─── 选文节录 ───

一个网络报文从网卡接收到被应用处理,中间主要需要经历两个阶段:

阶段一:网卡通过其DMA硬件将收到的报文写入到收包队列中(入队)
阶段二:应用从收包队列中读取报文(出队)
由于目前正在使用vpp/dpdk 优化waf引擎的工作,所以就看看ixgbe网卡在dpdk框架下是怎么工作的。
下面分别介绍一下 收包队列结构 初始化(使能) 收包流程

收发包的配置和初始化,主要是配置收发队列等。

收发包的配置最主要的工作就是配置网卡的收发队列,设置DMA拷贝数据包的地址等。使用数据包时,只要去对应队列取出指定地址的数据即可;主题配置函数见 rte_eth_dev_configure ;当收发队列配置完成后,就调用设备的配置函数,进行最后的配置。(*dev->dev_ops->dev_configure)(dev),-----进入ixgbe_dev_configure()来分析其过程,主要是调用了ixgbe_check_mq_mode()来检查队列的模式。然后设置允许接收批量和向量的模式

2.数据包的获取和发送,主要是从队列中获取到数据包或者把数据包放到队列中。
收包队列的构造主要是通过网卡队列设置函数 rte_eth_rx_queue_setup设置相关参数;最后,调用到队列的setup函数做最后的初始化。ret = (*dev->dev_ops->rx_queue_setup)(dev, rx_queue_id, nb_rx_desc,
socket_id, rx_conf, mp);
对于ixgbe设备,rx_queue_setup就是函数ixgbe_dev_rx_queue_setup()

说一说主要的结构体:

/* Receive Descriptor - Advanced
pkt_addr:报文数据的物理地址,网卡DMA将报文数据通过该物理地址写入
对应的内存空间。
hdr_addr:报文的头信息,hdr_addr的最后一个bit为DD位,因为是union结构,
即status_error的最后一个bit也对应DD位。
网卡每次来了新的数据包,就检查rx_ring当前这个buf的DD位是否为0,
如果为0那么表示当前buf可以使用,就让DMA将数据包copy到这个buf中,
然后设置DD为1。如果为1,那么网卡就认为rx_ring队列满了,
直接会将这个包给丢弃掉,记录一次imiss。(0->1)*/
union ixgbe_adv_rx_desc {
struct {
__le64 pkt_addr; /* Packet buffer address */
__le64 hdr_addr; /* Header buffer address */
} read;
struct {
struct {
union {
__le32 data;
struct {
__le16 pkt_info; /* RSS, Pkt type */
__le16 hdr_info; /* Splithdr, hdrlen */
} hs_rss;
} lo_dword;
union {
__le32 rss; /* RSS Hash */
struct {
__le16 ip_id; /* IP id */
__le16 csum; /* Packet Checksum */
} csum_ip;
} hi_dword;
} lower;
struct {
__le32 status_error; /* ext status/error */
__le16 length; /* Packet length */
__le16 vlan; /* VLAN tag */
} upper;
} wb; /* writeback */
};
/**
* Structure associated with each descriptor of the RX ring of a RX queue.
sw_ring是由一个动态申请的数组构建的环形队列,队列的元素是ixgbe_rx_entry类型,
队列的大小可配,一般最大可配4096
mbuf:报文mbuf结构指针,mbuf用于管理一个报文,主要包含报文相关信息和报文数据。
*/
struct ixgbe_rx_entry {
struct rte_mbuf *mbuf; /**< mbuf associated with RX descriptor. */
};
/**
* Structure associated with each RX queue.

─── 数据记录 ───

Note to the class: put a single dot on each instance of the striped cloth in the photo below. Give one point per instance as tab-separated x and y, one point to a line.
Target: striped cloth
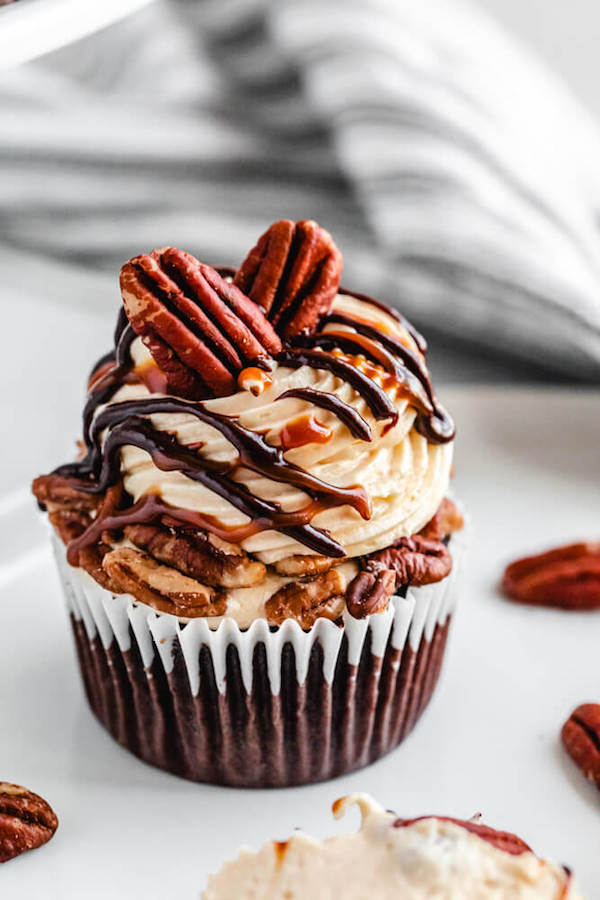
459	178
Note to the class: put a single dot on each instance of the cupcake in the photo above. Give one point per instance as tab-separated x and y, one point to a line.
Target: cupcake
256	545
433	856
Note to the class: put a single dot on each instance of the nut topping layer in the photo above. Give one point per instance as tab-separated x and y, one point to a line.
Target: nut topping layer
26	821
207	483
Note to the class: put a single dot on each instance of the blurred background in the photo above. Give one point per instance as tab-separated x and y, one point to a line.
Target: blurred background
451	148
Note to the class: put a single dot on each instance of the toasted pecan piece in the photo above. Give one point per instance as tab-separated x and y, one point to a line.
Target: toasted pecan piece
293	273
299	565
307	601
502	840
69	523
91	558
200	328
196	555
447	519
566	577
161	587
411	561
581	738
26	821
55	492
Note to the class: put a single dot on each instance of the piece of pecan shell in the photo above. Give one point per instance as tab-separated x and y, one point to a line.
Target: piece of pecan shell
293	273
566	577
161	587
26	821
196	555
581	738
307	601
502	840
200	328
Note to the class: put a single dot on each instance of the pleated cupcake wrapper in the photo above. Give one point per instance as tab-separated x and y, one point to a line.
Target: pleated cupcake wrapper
262	706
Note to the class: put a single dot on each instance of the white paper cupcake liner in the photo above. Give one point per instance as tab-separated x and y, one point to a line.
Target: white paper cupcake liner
262	706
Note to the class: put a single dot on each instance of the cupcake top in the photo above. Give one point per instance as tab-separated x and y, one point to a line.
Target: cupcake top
260	443
390	858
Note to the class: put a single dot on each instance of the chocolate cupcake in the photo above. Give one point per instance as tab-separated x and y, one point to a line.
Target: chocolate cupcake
257	550
431	857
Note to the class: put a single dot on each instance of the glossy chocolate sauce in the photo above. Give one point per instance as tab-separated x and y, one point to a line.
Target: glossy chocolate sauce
99	471
375	397
394	314
352	419
433	422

───

→ **练习任务**
(1) 请用两句话概括选文的主要内容。
(2) 找出记录中所有含有字符串“shell”的行,并原样列出这些行(区分大小写)。
选文与记录是两份彼此独立、互不相关的材料。

→ **参考答案**
(1) 报文从网卡接收到被应用处理主要经历两个阶段:先由网卡通过DMA把报文写入收包队列,再由应用从收包队列中读取报文。针对dpdk框架下的ixgbe网卡,收发包配置主要是配置收发队列、设置DMA拷贝数据包的地址;收包队列由rte_eth_rx_queue_setup设置参数,最后调用ixgbe_dev_rx_queue_setup()完成初始化;网卡在收到新包时检查描述符的DD位,为0则把包拷入缓冲区并将DD置1,为1则认为队列已满而丢包。

(2)
Note to the class: put a single dot on each instance of the piece of pecan shell in the photo above. Give one point per instance as tab-separated x and y, one point to a line.
Target: piece of pecan shell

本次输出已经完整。